--- Begin LISTED ENTRIES ---

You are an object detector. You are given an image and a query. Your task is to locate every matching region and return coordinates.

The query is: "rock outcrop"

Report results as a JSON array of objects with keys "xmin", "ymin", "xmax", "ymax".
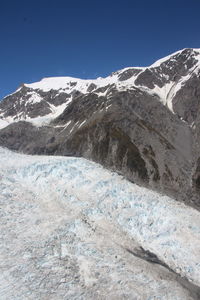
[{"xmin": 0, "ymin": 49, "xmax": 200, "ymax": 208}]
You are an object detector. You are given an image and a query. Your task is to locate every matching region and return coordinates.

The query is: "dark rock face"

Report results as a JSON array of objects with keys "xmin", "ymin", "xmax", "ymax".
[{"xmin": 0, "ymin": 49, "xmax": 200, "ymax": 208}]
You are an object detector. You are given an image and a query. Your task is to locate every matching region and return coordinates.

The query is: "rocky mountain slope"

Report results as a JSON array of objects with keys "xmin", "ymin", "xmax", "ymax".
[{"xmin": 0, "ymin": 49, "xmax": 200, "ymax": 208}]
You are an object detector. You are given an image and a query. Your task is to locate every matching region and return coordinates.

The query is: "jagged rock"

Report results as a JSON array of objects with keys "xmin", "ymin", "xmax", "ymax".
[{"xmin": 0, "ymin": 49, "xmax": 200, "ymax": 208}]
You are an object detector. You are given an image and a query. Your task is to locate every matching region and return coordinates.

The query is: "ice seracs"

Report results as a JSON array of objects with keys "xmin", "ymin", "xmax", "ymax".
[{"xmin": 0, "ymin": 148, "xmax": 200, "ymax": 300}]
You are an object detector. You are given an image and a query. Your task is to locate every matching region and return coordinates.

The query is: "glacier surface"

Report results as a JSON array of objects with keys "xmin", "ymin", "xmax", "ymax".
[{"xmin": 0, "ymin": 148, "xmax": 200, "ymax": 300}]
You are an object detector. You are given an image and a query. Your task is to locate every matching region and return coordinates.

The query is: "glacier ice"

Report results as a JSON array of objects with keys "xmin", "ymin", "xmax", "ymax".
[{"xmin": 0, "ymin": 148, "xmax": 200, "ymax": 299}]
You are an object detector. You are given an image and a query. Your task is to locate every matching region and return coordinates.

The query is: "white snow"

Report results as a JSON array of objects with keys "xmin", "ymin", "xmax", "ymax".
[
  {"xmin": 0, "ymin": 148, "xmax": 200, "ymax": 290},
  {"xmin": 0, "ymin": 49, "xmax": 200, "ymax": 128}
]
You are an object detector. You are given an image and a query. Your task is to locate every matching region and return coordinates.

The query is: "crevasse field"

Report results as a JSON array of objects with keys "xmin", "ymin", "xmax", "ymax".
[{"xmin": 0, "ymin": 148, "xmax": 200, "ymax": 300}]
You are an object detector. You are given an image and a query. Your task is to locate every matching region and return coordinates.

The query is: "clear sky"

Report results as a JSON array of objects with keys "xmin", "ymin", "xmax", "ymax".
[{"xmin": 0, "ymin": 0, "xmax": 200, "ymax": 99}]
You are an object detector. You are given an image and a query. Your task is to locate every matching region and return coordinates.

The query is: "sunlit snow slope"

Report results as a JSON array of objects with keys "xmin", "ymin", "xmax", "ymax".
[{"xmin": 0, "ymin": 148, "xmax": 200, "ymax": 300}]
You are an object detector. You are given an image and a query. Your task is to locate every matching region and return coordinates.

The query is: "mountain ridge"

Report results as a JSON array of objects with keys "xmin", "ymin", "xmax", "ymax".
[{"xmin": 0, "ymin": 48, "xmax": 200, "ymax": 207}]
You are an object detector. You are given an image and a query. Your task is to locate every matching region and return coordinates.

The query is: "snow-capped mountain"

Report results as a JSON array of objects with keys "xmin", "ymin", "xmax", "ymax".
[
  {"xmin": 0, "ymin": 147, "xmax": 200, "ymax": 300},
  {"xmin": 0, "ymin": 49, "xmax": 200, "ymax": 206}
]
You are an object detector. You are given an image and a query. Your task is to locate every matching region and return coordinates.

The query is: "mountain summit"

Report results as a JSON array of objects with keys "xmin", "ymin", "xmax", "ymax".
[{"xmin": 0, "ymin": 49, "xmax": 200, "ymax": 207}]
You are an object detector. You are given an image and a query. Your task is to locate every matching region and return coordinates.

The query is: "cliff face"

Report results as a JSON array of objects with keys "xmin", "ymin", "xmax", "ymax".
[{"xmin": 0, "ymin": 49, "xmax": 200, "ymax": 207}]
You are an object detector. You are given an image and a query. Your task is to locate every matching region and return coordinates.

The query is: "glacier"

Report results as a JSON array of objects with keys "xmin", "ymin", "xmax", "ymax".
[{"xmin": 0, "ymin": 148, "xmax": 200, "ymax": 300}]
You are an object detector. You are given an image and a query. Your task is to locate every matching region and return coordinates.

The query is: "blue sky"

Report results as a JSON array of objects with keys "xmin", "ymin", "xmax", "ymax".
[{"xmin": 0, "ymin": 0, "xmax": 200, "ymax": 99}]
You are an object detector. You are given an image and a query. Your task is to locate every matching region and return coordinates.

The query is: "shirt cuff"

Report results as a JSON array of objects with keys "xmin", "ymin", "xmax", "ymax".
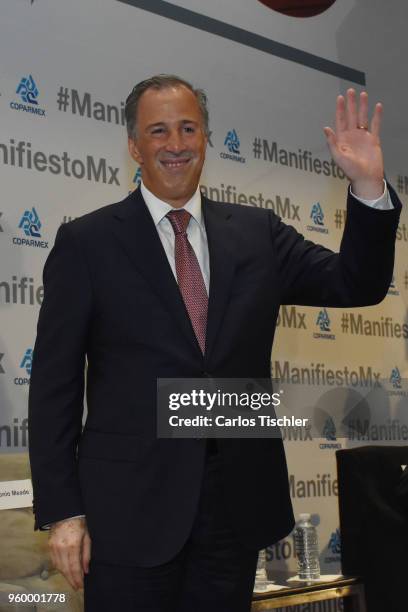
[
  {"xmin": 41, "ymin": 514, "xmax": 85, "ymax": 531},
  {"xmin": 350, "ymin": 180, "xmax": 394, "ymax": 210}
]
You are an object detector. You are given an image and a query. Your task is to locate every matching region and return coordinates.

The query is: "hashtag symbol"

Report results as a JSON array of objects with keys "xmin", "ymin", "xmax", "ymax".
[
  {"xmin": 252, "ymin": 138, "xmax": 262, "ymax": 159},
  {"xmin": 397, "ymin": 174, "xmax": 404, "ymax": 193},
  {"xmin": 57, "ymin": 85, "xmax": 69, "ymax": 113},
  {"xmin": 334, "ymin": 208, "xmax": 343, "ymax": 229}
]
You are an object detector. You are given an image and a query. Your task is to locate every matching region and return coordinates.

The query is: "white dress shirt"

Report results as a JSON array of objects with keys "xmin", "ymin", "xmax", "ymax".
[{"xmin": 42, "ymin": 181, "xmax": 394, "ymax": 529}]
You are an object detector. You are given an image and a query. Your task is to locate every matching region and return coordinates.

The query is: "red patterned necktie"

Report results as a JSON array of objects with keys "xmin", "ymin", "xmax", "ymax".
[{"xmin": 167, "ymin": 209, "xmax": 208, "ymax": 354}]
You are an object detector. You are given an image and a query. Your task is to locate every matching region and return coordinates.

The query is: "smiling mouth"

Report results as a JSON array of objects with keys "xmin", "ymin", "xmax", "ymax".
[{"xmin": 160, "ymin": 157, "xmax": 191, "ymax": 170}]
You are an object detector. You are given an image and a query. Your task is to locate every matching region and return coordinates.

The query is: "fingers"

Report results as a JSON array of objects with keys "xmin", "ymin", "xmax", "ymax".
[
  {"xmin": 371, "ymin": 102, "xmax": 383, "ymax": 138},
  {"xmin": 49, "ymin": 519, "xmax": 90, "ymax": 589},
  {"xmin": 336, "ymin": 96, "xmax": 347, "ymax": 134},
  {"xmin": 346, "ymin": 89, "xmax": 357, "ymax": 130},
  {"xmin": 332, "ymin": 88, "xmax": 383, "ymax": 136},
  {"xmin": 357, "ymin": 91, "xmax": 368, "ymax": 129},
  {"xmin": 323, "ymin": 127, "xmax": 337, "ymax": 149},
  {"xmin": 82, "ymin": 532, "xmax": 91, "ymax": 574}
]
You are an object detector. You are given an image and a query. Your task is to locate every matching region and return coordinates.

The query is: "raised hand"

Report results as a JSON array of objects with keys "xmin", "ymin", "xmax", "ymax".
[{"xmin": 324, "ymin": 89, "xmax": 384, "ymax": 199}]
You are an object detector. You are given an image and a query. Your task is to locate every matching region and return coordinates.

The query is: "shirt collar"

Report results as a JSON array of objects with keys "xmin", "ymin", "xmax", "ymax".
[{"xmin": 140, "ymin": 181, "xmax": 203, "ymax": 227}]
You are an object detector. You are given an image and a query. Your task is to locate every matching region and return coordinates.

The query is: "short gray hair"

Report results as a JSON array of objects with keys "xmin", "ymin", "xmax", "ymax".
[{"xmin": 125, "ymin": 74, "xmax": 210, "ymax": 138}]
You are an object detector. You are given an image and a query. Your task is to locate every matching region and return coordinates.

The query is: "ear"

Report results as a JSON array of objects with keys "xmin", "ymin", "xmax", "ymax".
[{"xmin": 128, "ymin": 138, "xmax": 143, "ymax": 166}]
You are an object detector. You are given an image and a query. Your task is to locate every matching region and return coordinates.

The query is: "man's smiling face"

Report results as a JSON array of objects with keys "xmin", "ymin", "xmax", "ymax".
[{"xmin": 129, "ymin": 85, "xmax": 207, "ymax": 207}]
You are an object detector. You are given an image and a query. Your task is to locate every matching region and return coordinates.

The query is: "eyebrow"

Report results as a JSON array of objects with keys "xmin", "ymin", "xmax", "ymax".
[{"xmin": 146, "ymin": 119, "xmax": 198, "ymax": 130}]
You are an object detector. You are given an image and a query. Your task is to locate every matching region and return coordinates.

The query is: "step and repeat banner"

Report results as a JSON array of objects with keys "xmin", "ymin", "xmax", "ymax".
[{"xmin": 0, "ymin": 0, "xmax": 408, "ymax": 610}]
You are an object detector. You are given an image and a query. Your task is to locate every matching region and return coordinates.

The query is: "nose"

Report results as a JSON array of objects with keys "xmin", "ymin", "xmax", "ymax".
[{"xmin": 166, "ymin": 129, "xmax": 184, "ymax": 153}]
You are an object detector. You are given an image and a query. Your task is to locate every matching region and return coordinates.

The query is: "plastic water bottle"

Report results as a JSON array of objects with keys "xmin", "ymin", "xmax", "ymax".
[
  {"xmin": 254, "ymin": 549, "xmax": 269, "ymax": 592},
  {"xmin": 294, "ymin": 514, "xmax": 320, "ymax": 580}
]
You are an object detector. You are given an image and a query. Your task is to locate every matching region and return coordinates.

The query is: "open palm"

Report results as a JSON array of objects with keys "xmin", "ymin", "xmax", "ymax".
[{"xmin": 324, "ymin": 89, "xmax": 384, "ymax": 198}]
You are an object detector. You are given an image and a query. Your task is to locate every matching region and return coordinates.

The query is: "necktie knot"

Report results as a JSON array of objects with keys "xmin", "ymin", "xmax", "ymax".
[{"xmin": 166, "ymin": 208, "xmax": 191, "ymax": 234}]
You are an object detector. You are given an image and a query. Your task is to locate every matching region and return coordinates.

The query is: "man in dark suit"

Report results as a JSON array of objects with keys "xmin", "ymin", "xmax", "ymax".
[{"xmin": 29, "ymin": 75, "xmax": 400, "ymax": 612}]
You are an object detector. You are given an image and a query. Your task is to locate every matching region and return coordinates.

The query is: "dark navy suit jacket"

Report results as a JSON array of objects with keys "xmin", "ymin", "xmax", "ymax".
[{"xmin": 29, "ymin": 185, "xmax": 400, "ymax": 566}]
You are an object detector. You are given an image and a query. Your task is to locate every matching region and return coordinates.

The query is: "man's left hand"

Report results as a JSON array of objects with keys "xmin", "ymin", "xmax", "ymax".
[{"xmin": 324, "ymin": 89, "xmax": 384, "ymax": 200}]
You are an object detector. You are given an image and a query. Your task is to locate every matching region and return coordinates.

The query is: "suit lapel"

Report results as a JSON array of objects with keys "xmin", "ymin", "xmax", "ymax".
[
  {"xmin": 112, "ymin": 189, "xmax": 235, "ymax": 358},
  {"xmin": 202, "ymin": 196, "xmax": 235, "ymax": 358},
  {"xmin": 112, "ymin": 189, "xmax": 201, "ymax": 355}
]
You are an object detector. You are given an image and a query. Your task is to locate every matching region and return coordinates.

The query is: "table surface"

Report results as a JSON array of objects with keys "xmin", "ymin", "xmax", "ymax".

--- End LISTED ENTRIES ---

Count the lines in the entries above that contain the string "dark", matching case exactly, and give only that number.

• EXERCISE RESULT: 3